Data supplied:

········

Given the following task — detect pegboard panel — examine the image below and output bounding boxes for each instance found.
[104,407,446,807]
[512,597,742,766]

········

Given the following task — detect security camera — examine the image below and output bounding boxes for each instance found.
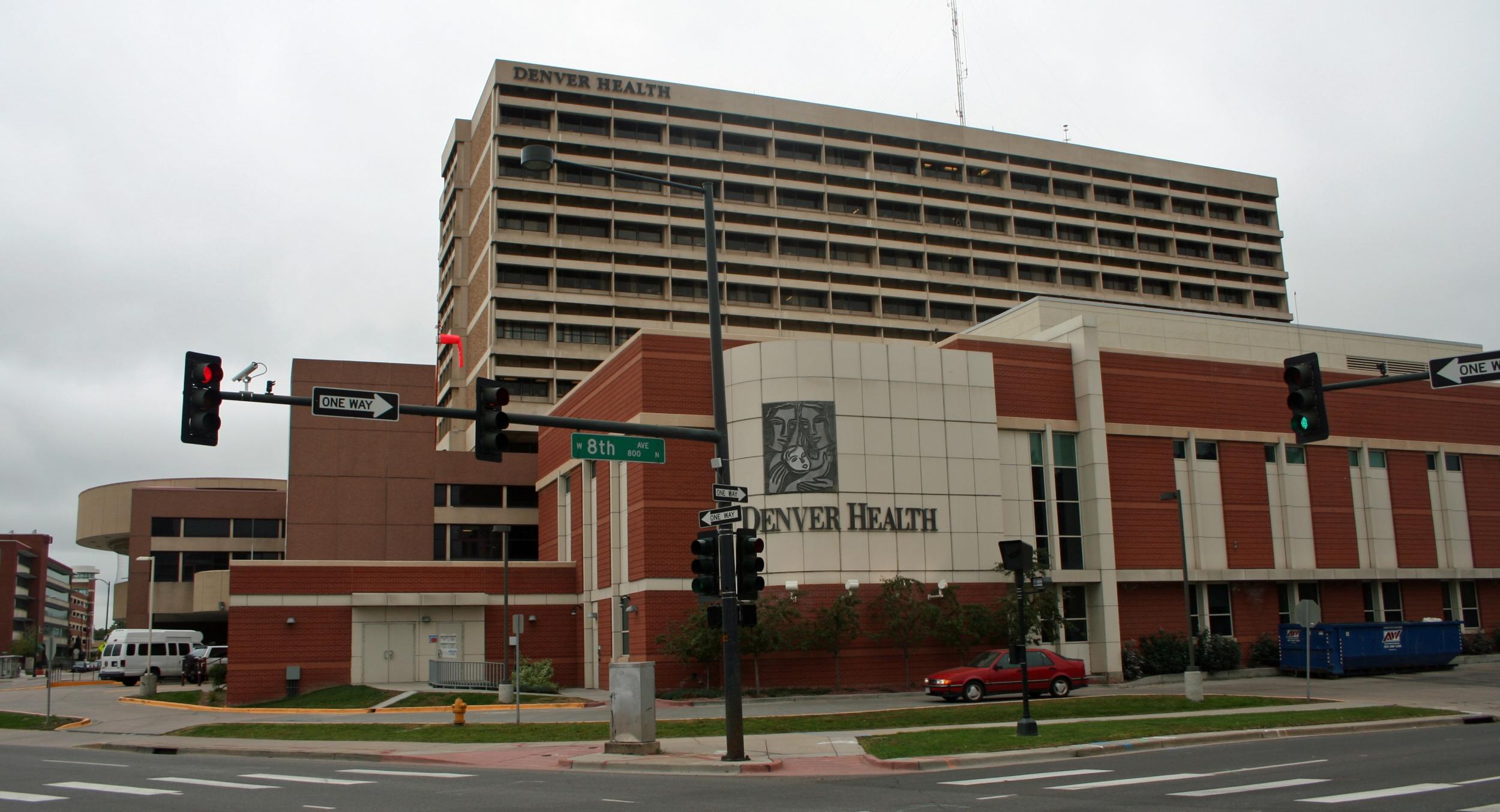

········

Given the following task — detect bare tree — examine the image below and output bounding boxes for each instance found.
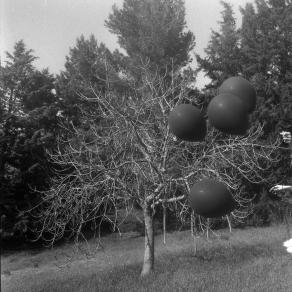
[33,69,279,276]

········

Aim: Can you reproduce, word for word, every line from the line with "Given the following task — detect pegboard" to the line with "[512,597,742,766]", including both of those lines?

Answer to the problem:
Given the following task — detect pegboard panel — examine the image below and output bounding boxes for each instance found.
[104,407,446,807]
[512,597,742,766]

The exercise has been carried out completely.